**EXTRACT TO READ:**
§

Nonetheless, in July of 2003, plaintiffs filed the pleading we now review. Although styled “Motion for Additional Relief,” nowhere in the motion is there any request for additional relief regarding Alabama's higher education system. There is no request whatsoever for additional funding or any other changes in the education policies governing higher education in Alabama.
Instead, plaintiffs request an injunction ordering Alabama to fund adequately its system of lower education, and to do so by developing an entirely new method of public school finance in the state. Plaintiffs contend that only the complete reformation of Alabama's school finance system for lower education-including the invalidation of certain provisions of the Alabama Constitution6 that limit both the rates and actual revenues from property taxation-will allow the State to raise the revenue necessary to adequately fund its K-12 schools. And, only when Alabama's public schools are adequately funded, according to plaintiffs, will there be sufficient other funds to achieve the remedial goals of this lawsuit. Therefore, plaintiffs asked the district court to invalidate the property tax limitations of the Alabama Constitution and to enjoin the State to reform its method of public school finance within one year to provide adequate and equitable funding for its K-12 schools.

§

**PROVIDED INFORMATION:**
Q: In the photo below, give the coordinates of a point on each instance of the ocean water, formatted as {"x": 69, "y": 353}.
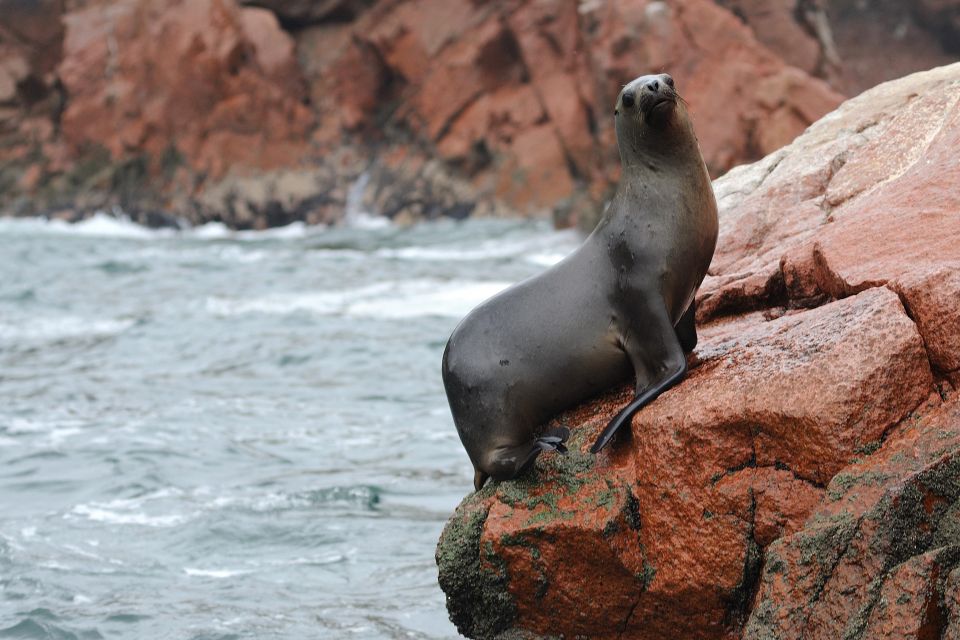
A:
{"x": 213, "y": 435}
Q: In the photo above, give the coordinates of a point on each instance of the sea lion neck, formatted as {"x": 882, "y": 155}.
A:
{"x": 644, "y": 147}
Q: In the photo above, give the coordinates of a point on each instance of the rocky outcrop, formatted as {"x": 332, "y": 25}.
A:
{"x": 853, "y": 44}
{"x": 802, "y": 482}
{"x": 261, "y": 112}
{"x": 212, "y": 110}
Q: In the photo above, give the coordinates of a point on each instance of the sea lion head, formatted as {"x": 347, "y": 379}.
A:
{"x": 651, "y": 118}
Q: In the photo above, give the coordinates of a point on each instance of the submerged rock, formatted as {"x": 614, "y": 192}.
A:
{"x": 802, "y": 482}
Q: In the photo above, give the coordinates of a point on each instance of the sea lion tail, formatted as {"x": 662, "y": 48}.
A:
{"x": 479, "y": 479}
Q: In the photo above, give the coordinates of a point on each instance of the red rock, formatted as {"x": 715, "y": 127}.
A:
{"x": 897, "y": 506}
{"x": 803, "y": 480}
{"x": 204, "y": 77}
{"x": 934, "y": 302}
{"x": 792, "y": 224}
{"x": 784, "y": 27}
{"x": 304, "y": 12}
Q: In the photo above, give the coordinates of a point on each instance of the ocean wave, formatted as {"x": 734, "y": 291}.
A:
{"x": 544, "y": 250}
{"x": 215, "y": 573}
{"x": 105, "y": 225}
{"x": 59, "y": 328}
{"x": 388, "y": 300}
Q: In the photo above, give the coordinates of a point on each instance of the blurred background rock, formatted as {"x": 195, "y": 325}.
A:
{"x": 260, "y": 113}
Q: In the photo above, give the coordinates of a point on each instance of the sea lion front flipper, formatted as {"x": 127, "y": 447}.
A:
{"x": 659, "y": 363}
{"x": 553, "y": 439}
{"x": 687, "y": 328}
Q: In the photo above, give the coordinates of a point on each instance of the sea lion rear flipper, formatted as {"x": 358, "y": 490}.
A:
{"x": 687, "y": 329}
{"x": 658, "y": 361}
{"x": 643, "y": 399}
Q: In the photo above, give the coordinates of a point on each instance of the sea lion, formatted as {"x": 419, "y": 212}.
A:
{"x": 622, "y": 302}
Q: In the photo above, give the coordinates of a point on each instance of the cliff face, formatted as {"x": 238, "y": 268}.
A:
{"x": 262, "y": 112}
{"x": 266, "y": 113}
{"x": 804, "y": 480}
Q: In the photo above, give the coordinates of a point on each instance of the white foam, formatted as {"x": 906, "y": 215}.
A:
{"x": 58, "y": 328}
{"x": 390, "y": 300}
{"x": 98, "y": 514}
{"x": 103, "y": 225}
{"x": 546, "y": 250}
{"x": 129, "y": 510}
{"x": 214, "y": 573}
{"x": 546, "y": 259}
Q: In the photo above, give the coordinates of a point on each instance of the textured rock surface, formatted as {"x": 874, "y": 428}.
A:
{"x": 802, "y": 482}
{"x": 210, "y": 108}
{"x": 260, "y": 112}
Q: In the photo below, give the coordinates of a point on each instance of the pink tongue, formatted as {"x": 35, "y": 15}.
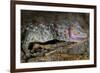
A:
{"x": 76, "y": 37}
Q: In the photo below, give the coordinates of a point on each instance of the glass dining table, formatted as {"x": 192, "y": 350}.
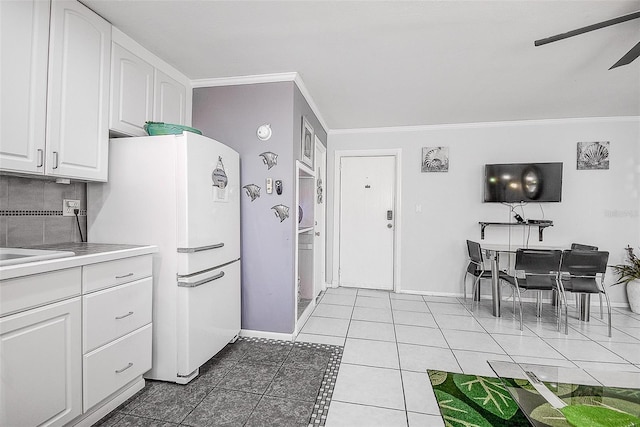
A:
{"x": 493, "y": 252}
{"x": 553, "y": 395}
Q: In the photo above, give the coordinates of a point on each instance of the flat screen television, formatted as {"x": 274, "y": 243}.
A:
{"x": 523, "y": 182}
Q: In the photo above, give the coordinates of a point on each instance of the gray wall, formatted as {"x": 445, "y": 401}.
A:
{"x": 231, "y": 115}
{"x": 31, "y": 212}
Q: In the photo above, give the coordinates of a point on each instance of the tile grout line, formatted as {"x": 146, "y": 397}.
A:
{"x": 395, "y": 337}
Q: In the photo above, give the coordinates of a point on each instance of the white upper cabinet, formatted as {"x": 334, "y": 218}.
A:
{"x": 24, "y": 45}
{"x": 78, "y": 93}
{"x": 131, "y": 92}
{"x": 55, "y": 89}
{"x": 144, "y": 88}
{"x": 170, "y": 100}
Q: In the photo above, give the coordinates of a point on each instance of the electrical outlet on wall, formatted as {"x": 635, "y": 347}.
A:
{"x": 68, "y": 205}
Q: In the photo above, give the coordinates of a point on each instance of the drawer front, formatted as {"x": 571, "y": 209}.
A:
{"x": 114, "y": 312}
{"x": 111, "y": 273}
{"x": 113, "y": 366}
{"x": 26, "y": 292}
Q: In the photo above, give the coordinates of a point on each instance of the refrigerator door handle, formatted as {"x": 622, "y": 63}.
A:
{"x": 200, "y": 282}
{"x": 199, "y": 249}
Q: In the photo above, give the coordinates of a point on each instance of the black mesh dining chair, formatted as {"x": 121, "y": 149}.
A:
{"x": 475, "y": 268}
{"x": 537, "y": 270}
{"x": 582, "y": 247}
{"x": 582, "y": 271}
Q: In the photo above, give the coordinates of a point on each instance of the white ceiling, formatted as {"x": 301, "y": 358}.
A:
{"x": 373, "y": 64}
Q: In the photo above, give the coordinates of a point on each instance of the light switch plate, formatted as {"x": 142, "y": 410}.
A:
{"x": 68, "y": 205}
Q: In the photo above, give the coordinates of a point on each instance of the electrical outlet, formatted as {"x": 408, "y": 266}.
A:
{"x": 68, "y": 205}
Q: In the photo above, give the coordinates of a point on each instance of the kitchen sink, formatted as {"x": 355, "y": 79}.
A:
{"x": 12, "y": 256}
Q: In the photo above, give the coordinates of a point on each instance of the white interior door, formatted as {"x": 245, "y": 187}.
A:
{"x": 319, "y": 215}
{"x": 367, "y": 222}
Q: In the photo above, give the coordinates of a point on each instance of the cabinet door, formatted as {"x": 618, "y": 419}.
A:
{"x": 131, "y": 92}
{"x": 170, "y": 100}
{"x": 24, "y": 45}
{"x": 78, "y": 93}
{"x": 41, "y": 365}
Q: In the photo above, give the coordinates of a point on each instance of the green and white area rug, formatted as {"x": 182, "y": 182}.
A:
{"x": 475, "y": 401}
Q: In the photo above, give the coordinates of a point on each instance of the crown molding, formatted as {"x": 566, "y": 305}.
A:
{"x": 514, "y": 123}
{"x": 265, "y": 78}
{"x": 307, "y": 96}
{"x": 244, "y": 80}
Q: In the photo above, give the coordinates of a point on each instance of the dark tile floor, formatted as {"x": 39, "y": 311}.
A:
{"x": 253, "y": 382}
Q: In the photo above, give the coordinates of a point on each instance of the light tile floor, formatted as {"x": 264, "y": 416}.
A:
{"x": 390, "y": 340}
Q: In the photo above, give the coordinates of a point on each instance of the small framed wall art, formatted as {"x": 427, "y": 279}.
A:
{"x": 435, "y": 159}
{"x": 593, "y": 155}
{"x": 306, "y": 147}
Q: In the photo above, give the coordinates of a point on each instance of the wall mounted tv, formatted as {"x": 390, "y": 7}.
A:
{"x": 523, "y": 182}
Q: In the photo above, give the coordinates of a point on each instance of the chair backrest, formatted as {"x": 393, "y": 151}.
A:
{"x": 584, "y": 263}
{"x": 538, "y": 261}
{"x": 475, "y": 252}
{"x": 582, "y": 247}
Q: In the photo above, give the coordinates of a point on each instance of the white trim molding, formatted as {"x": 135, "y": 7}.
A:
{"x": 420, "y": 128}
{"x": 338, "y": 154}
{"x": 269, "y": 335}
{"x": 265, "y": 78}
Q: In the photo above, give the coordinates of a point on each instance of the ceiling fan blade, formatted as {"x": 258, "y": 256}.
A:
{"x": 603, "y": 24}
{"x": 628, "y": 57}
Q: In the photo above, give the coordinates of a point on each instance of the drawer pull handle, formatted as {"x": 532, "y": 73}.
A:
{"x": 118, "y": 371}
{"x": 124, "y": 315}
{"x": 201, "y": 282}
{"x": 200, "y": 249}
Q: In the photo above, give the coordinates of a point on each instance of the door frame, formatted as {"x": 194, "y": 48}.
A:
{"x": 338, "y": 155}
{"x": 322, "y": 248}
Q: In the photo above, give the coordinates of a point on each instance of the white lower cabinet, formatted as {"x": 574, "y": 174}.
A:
{"x": 116, "y": 364}
{"x": 74, "y": 343}
{"x": 41, "y": 365}
{"x": 114, "y": 312}
{"x": 116, "y": 327}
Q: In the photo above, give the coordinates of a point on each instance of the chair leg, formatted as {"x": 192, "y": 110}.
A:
{"x": 520, "y": 303}
{"x": 473, "y": 293}
{"x": 600, "y": 295}
{"x": 609, "y": 309}
{"x": 464, "y": 284}
{"x": 566, "y": 313}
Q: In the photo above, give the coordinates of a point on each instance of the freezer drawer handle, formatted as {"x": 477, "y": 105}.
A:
{"x": 119, "y": 371}
{"x": 199, "y": 249}
{"x": 201, "y": 282}
{"x": 124, "y": 315}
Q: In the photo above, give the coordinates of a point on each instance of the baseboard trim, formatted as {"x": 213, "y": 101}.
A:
{"x": 264, "y": 334}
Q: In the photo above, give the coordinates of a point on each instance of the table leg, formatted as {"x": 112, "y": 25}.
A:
{"x": 585, "y": 307}
{"x": 495, "y": 284}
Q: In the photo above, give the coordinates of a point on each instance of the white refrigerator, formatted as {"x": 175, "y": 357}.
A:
{"x": 182, "y": 194}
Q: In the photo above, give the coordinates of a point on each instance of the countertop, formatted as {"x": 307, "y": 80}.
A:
{"x": 85, "y": 253}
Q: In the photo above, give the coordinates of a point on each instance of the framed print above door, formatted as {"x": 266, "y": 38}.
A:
{"x": 306, "y": 143}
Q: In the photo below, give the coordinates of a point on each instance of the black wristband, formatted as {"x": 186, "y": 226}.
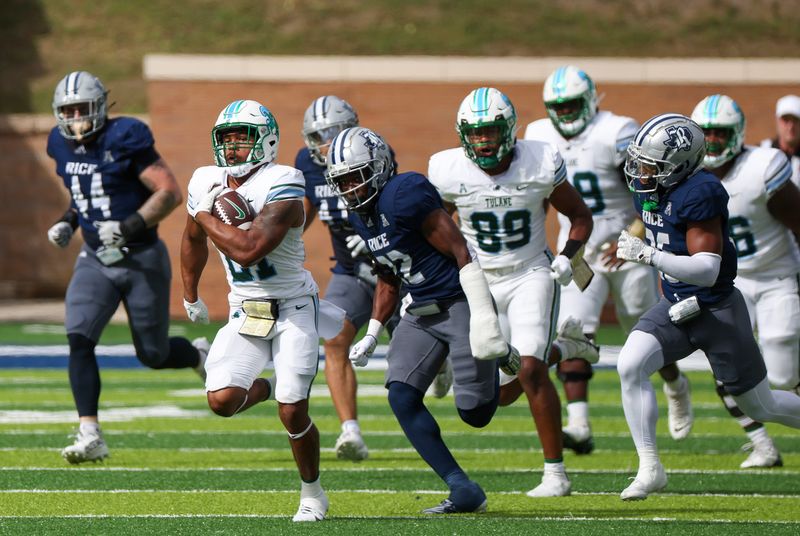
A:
{"x": 71, "y": 217}
{"x": 571, "y": 248}
{"x": 132, "y": 226}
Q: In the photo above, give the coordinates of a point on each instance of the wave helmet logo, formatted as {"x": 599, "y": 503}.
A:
{"x": 371, "y": 140}
{"x": 680, "y": 138}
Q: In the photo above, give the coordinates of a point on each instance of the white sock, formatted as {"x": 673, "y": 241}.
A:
{"x": 351, "y": 426}
{"x": 578, "y": 413}
{"x": 310, "y": 489}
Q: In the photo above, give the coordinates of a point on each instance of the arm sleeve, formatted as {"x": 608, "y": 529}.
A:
{"x": 700, "y": 269}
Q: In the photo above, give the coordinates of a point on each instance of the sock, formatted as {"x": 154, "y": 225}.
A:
{"x": 351, "y": 425}
{"x": 310, "y": 489}
{"x": 89, "y": 427}
{"x": 578, "y": 413}
{"x": 421, "y": 428}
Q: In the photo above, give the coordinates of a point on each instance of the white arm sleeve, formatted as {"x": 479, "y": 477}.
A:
{"x": 700, "y": 269}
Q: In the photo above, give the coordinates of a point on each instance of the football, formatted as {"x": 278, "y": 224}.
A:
{"x": 233, "y": 209}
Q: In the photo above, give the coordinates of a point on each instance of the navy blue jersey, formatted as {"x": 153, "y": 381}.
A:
{"x": 700, "y": 197}
{"x": 393, "y": 233}
{"x": 331, "y": 211}
{"x": 103, "y": 175}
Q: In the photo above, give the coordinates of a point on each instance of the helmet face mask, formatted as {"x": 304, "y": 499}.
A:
{"x": 570, "y": 98}
{"x": 487, "y": 126}
{"x": 244, "y": 124}
{"x": 667, "y": 149}
{"x": 324, "y": 118}
{"x": 721, "y": 118}
{"x": 359, "y": 165}
{"x": 79, "y": 105}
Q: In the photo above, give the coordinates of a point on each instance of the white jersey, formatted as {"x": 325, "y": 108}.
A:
{"x": 593, "y": 160}
{"x": 280, "y": 274}
{"x": 794, "y": 159}
{"x": 501, "y": 216}
{"x": 765, "y": 248}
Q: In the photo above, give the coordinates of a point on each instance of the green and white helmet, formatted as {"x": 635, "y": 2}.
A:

§

**WHAT NEEDS TO BE DONE:**
Reproduce, word for word, the whole excerpt above about the plaintiffs' motion on Alabama school funding.

**RESULT OF THE EXERCISE:**
Nonetheless, in July of 2003, plaintiffs filed the pleading we now review. Although styled “Motion for Additional Relief,” nowhere in the motion is there any request for additional relief regarding Alabama's higher education system. There is no request whatsoever for additional funding or any other changes in the education policies governing higher education in Alabama.
Instead, plaintiffs request an injunction ordering Alabama to fund adequately its system of lower education, and to do so by developing an entirely new method of public school finance in the state. Plaintiffs contend that only the complete reformation of Alabama's school finance system for lower education-including the invalidation of certain provisions of the Alabama Constitution6 that limit both the rates and actual revenues from property taxation-will allow the State to raise the revenue necessary to adequately fund its K-12 schools. And, only when Alabama's public schools are adequately funded, according to plaintiffs, will there be sufficient other funds to achieve the remedial goals of this lawsuit. Therefore, plaintiffs asked the district court to invalidate the property tax limitations of the Alabama Constitution and to enjoin the State to reform its method of public school finance within one year to provide adequate and equitable funding for its K-12 schools.